Extract all lines in the data that contain the word "person".

Stored items:
══════════════════════════════
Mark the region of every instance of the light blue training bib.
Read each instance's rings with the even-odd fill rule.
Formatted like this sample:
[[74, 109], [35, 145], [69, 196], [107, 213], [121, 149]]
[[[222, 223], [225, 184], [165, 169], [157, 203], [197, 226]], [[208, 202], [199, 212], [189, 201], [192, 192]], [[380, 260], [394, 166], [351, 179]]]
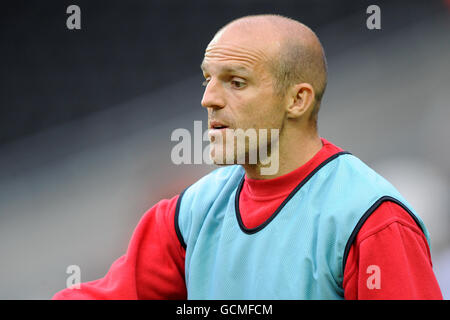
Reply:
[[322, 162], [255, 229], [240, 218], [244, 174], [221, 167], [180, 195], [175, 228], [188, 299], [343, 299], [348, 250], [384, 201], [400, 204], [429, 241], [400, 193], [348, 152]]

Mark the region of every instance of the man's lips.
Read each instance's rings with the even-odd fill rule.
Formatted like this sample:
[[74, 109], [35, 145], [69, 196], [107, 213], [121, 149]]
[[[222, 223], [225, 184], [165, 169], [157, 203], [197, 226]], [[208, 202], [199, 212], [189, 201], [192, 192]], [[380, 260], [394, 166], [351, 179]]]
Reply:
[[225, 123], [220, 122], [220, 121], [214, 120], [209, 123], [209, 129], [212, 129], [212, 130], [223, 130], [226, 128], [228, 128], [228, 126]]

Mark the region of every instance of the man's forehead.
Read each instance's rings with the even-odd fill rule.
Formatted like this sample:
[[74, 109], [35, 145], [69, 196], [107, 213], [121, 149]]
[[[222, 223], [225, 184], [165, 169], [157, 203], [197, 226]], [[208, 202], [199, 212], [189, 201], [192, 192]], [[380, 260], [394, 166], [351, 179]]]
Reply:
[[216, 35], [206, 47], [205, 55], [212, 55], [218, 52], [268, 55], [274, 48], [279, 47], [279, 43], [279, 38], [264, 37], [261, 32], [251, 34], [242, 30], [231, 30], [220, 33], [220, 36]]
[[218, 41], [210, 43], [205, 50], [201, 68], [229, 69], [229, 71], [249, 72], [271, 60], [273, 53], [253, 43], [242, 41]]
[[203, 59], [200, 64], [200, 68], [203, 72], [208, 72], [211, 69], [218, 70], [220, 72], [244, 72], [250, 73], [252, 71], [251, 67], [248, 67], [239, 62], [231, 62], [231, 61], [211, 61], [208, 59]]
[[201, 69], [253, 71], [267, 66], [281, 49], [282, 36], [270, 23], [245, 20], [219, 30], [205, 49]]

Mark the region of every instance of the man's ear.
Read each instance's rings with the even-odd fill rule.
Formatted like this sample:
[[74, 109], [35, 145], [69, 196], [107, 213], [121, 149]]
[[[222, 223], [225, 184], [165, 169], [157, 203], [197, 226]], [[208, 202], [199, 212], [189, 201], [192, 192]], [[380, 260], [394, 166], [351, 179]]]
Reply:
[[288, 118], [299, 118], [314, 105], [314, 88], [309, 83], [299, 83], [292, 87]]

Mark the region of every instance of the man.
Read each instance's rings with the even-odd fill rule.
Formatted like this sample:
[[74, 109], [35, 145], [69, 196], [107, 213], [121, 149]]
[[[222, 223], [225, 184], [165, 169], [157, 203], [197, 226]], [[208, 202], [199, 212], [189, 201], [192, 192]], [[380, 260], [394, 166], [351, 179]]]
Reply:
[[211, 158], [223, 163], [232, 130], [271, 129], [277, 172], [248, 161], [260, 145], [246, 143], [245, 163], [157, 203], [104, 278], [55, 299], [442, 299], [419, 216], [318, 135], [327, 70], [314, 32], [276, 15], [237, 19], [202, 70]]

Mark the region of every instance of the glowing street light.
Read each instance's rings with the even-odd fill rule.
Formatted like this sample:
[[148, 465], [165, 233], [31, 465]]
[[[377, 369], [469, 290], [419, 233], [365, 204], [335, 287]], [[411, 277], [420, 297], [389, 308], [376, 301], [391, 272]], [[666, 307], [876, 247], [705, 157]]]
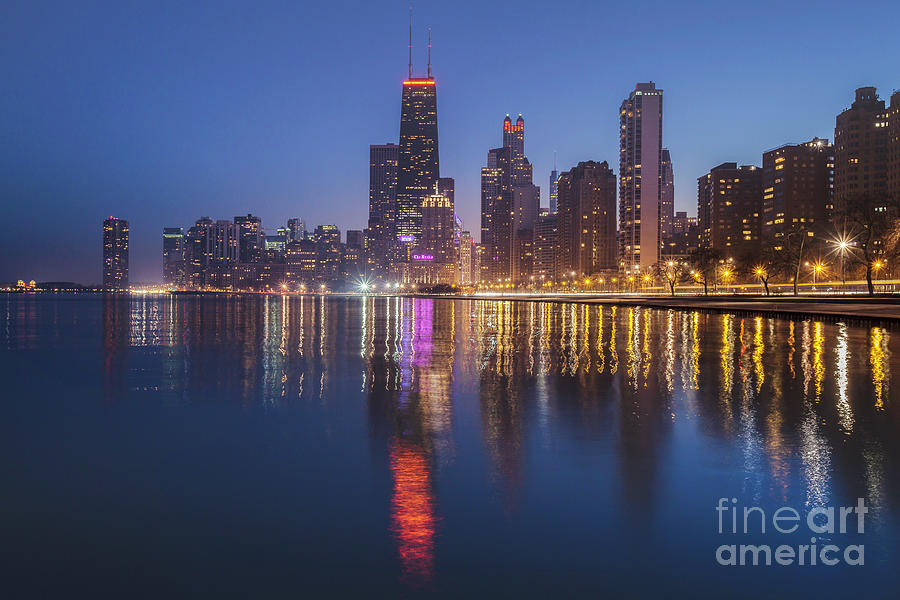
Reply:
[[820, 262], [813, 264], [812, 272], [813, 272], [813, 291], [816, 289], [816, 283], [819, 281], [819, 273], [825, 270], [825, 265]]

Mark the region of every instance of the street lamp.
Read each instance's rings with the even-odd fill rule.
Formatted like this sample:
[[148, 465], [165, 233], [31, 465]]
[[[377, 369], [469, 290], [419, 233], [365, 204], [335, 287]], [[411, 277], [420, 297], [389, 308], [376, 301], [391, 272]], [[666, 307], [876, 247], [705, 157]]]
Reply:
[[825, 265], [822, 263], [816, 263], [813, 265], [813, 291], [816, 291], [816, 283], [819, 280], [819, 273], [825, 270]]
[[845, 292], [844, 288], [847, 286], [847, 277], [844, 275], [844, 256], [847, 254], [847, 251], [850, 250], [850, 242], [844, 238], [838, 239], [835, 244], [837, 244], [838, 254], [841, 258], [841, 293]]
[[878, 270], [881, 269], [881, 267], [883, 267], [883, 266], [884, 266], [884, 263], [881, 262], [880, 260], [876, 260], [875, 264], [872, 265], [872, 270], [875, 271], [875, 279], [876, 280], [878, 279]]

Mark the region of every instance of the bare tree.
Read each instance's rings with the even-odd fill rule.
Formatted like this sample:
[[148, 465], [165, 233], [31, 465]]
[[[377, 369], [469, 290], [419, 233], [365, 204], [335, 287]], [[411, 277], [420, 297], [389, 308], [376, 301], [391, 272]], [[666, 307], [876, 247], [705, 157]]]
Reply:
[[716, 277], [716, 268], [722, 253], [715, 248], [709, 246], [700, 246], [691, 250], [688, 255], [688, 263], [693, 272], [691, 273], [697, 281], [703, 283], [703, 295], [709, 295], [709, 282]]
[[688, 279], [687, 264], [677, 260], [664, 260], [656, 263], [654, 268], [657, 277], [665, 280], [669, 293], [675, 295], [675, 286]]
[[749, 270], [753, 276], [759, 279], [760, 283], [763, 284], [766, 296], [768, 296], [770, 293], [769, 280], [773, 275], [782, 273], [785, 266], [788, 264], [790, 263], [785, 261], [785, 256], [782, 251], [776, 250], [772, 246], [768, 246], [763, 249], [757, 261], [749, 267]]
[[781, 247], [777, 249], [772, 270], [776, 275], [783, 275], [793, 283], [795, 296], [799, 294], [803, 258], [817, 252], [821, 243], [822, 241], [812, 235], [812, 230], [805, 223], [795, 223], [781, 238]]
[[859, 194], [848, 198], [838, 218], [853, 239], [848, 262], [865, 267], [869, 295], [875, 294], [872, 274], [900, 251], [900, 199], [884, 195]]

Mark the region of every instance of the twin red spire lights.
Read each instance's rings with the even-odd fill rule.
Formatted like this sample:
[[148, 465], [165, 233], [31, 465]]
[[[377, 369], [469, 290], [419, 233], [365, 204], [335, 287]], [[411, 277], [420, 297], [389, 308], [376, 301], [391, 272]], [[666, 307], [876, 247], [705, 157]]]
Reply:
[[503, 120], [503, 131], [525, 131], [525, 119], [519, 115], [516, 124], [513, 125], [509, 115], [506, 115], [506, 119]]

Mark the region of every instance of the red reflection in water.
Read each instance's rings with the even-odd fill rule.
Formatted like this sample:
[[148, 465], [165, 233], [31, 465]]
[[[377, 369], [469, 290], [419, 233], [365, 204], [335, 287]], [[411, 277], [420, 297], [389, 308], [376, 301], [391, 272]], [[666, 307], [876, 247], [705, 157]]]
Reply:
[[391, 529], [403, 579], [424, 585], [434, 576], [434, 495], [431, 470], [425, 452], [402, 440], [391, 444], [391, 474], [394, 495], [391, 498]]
══════════════════════════════
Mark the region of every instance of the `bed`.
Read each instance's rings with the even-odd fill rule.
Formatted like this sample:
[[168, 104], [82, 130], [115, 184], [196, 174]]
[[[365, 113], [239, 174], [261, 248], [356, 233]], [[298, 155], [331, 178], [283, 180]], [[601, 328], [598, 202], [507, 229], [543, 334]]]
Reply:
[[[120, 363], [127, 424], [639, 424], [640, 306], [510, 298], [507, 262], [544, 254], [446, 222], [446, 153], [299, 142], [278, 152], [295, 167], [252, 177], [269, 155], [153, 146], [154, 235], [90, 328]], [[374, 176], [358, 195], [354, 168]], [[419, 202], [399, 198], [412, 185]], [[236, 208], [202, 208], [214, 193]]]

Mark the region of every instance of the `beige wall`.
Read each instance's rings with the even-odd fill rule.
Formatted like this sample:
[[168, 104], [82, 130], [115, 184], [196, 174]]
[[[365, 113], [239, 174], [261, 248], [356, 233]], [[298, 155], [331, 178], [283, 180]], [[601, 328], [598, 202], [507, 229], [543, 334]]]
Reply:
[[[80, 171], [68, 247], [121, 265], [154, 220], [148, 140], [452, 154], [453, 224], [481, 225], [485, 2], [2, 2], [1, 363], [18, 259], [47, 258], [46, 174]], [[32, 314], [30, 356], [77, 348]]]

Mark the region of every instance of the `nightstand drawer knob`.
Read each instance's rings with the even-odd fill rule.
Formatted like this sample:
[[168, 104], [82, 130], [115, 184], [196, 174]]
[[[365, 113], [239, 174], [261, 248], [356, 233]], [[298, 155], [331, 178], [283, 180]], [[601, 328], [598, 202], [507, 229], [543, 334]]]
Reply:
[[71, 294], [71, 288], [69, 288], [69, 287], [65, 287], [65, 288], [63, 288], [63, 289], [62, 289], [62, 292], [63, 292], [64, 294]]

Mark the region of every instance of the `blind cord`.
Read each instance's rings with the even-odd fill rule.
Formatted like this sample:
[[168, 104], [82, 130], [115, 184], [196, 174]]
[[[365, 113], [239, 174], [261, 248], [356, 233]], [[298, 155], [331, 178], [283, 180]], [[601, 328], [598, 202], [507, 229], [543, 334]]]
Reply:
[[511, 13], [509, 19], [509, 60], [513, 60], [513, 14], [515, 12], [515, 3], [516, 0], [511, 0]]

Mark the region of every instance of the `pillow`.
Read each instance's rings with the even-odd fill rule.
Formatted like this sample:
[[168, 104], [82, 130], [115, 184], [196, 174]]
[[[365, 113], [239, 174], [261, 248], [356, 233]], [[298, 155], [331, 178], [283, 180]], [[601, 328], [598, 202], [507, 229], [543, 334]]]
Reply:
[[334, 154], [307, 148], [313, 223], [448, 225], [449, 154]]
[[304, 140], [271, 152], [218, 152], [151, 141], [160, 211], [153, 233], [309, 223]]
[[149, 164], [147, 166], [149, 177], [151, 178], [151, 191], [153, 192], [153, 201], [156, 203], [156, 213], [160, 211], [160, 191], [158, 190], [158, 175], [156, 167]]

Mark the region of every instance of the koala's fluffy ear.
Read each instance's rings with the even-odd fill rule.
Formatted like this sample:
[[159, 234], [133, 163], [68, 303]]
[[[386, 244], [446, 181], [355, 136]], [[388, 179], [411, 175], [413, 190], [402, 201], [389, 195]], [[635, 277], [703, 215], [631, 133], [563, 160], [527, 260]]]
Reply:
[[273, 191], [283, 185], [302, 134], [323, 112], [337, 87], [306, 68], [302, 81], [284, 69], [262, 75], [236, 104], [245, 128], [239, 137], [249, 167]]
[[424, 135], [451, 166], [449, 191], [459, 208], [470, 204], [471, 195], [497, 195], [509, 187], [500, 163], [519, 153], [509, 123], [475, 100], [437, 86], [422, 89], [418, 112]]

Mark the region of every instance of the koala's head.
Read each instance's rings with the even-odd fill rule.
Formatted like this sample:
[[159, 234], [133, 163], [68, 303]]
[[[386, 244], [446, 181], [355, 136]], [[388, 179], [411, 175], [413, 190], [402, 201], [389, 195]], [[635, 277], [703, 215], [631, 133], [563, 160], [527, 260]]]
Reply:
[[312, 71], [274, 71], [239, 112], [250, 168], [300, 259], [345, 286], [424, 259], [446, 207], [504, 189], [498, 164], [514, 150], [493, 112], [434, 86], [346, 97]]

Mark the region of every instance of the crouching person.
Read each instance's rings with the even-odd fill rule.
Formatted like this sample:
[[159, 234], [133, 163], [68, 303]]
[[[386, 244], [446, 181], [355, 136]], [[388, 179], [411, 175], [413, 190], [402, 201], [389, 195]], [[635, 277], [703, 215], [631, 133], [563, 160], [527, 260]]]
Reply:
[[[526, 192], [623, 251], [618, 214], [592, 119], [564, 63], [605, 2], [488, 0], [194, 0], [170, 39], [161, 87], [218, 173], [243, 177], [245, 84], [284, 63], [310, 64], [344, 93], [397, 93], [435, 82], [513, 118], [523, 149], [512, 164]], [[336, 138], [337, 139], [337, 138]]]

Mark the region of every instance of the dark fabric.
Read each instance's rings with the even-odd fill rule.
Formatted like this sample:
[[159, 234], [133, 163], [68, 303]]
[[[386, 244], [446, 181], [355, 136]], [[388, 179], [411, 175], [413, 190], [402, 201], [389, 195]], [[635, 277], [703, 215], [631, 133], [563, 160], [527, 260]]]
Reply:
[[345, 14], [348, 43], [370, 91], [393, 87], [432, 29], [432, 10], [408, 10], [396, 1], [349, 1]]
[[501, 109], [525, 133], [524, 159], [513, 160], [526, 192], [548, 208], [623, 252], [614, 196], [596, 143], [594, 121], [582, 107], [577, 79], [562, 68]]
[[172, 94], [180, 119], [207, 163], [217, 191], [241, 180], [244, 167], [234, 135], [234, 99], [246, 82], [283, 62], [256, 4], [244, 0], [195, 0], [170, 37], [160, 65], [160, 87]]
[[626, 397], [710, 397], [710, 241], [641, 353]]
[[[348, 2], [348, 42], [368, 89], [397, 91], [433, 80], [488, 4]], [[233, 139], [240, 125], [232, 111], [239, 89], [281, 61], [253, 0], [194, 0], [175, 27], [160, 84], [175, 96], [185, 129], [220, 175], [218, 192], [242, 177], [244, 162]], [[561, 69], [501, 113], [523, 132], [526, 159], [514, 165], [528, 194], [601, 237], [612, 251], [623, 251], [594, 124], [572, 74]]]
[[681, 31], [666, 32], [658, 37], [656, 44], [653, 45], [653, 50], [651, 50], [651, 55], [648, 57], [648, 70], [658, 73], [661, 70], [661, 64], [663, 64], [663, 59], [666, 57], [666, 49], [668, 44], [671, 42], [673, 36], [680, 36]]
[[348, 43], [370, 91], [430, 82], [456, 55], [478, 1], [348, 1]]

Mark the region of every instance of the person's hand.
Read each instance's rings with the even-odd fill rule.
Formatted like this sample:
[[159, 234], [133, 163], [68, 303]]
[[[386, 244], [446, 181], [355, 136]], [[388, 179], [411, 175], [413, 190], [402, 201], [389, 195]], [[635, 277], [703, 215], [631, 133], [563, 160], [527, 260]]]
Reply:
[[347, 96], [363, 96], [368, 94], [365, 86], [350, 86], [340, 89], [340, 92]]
══════════════════════════════
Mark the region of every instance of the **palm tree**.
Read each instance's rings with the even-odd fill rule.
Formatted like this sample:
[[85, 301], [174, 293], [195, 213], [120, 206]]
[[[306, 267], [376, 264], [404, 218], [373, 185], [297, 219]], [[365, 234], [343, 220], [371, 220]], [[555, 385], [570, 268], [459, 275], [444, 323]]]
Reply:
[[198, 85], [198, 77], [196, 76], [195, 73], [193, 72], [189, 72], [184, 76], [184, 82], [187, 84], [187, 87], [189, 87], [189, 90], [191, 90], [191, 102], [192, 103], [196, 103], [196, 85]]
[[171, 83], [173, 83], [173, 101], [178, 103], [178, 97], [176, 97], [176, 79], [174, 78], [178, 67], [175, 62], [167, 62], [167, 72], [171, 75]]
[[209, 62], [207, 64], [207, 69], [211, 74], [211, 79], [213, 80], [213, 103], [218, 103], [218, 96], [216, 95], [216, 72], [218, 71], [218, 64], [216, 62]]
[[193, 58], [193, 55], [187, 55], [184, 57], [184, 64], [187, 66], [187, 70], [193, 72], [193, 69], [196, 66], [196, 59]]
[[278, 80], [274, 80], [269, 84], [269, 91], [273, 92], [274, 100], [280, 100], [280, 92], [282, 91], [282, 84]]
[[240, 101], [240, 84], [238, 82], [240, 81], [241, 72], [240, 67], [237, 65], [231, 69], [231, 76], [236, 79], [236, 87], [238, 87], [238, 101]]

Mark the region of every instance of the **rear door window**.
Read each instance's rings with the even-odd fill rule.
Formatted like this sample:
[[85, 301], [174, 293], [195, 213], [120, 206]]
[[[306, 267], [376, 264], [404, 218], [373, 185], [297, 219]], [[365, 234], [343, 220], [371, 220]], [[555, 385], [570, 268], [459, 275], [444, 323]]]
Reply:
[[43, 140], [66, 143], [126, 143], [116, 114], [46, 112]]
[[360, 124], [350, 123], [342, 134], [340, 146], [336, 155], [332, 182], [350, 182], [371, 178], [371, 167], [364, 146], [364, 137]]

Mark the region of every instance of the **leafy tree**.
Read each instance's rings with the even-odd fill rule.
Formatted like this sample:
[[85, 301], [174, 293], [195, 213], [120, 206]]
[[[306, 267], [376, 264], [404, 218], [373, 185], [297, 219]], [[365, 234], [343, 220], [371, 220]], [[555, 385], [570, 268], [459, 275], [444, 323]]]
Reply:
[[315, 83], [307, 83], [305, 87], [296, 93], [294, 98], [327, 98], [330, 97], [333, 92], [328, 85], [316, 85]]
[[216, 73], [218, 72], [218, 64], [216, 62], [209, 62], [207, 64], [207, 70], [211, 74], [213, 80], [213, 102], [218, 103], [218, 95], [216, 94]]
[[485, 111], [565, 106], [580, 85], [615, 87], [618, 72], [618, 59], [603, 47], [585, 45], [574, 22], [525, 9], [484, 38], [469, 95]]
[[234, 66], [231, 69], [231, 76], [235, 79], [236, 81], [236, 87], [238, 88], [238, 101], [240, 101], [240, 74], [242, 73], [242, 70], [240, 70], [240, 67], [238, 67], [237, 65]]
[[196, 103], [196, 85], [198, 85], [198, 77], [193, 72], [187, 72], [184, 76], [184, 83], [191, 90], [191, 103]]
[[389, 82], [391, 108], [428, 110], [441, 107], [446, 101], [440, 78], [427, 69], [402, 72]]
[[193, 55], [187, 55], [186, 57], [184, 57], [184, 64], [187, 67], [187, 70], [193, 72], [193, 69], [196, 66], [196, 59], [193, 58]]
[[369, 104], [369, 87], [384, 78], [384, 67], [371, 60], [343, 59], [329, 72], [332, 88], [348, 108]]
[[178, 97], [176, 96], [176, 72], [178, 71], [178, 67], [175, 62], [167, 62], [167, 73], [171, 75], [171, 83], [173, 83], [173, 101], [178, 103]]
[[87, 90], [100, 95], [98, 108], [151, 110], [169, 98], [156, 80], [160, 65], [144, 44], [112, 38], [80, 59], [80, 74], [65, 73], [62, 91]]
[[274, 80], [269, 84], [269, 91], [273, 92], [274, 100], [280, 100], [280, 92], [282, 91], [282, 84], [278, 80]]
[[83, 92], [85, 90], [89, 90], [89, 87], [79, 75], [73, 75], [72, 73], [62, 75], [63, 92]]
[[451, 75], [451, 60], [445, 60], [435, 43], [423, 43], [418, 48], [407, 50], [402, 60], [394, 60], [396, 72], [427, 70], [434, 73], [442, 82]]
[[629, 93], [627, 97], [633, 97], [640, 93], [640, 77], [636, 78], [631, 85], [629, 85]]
══════════════════════════════
REPLY:
Mark the region of every instance of the crouching person.
Mark the region of every instance of the person's hand.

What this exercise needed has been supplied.